-------- Excerpt --------

Ghaly has been a consistent face in Newsom’s administration since 2019, when the pediatrician took office in the governor’s cabinet. Many California residents may recognize the bespectacled doctor as he often delivered the latest COVID-19 updates, either from a podium or from his desk with his kids’ colorful drawings in the background. 

When some in the public criticized Newsom’s pandemic rules as overreaching, Ghaly was often responsible for explaining the reasoning and the science behind the state’s decisions. He also gave the governor a COVID vaccine in a live broadcast when the shots became available.

“We went through a lot. I think we achieved a lot,” Ghaly said at a press conference. “Leaving state service by no means means leaving service of the state. I hope that I will continue to have opportunities to show up in lots of places and push an ambitious set of goals that lifts up as many vulnerable communities as possible.”

Newsom at the event said Ghaly is leaving the agency to “focus a little bit more on himself and his kids rather than 40 million Americans.” Newsom called Ghaly “the most transformative leader in the health space” in the U.S. in recent years.

“His steadfast leadership of California’s nation-leading response to the pandemic saved countless lives and set the stage for our state’s strong recovery,” Newsom said in a statement.

Ghaly will stay in his role through the end of the month. Newsom appointed Kim Johnson, who currently heads the California Department of Social Services, as the state’s new Health and Human Services secretary. Johnson will start her new role on Oct. 1.

--------

What you need to do:
• a. Condense the paragraph of the Ghaly excerpt that opens with "Ghaly will stay in his role" into a shorter version that keeps its main facts.
• b. Reproduce the Ghaly excerpt word for word from "Newsom at the event said" up to and including "in a statement.".

-------- Raw data --------

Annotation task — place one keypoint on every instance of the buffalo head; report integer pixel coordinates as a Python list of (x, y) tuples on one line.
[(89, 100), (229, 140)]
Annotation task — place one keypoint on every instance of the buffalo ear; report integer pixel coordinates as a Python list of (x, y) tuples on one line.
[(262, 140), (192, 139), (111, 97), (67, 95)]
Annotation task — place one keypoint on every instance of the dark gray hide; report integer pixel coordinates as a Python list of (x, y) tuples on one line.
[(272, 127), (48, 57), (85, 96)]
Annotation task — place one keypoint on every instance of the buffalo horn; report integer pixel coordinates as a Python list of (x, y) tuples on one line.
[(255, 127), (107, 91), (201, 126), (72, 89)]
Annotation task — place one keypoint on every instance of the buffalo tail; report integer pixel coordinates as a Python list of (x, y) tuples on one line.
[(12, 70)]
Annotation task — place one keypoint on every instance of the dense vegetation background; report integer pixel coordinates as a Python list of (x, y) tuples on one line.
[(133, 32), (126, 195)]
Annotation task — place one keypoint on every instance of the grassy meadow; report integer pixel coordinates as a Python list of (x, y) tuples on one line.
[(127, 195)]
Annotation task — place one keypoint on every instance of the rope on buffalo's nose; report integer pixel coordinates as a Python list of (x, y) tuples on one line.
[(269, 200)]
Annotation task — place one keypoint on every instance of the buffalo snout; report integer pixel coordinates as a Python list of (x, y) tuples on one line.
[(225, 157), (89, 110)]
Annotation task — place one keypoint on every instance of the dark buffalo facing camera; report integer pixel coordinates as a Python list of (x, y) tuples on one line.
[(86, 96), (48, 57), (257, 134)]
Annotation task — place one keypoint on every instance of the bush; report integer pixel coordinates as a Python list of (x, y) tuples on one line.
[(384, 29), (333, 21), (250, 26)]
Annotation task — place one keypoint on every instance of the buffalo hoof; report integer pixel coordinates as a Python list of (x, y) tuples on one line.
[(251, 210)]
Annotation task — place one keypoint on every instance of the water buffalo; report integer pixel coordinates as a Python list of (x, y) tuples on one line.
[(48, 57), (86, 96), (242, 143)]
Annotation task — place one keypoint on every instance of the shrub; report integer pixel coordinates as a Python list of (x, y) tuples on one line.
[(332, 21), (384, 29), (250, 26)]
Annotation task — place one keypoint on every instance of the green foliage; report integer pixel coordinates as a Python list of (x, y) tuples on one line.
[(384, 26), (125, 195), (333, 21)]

--------

Solutions to the exercise:
• a. Ghaly stays in his role through the end of the month. Newsom appointed Kim Johnson, current head of the California Department of Social Services, as the new Health and Human Services secretary, starting Oct. 1.

• b.
Newsom at the event said Ghaly is leaving the agency to “focus a little bit more on himself and his kids rather than 40 million Americans.” Newsom called Ghaly “the most transformative leader in the health space” in the U.S. in recent years.

“His steadfast leadership of California’s nation-leading response to the pandemic saved countless lives and set the stage for our state’s strong recovery,” Newsom said in a statement.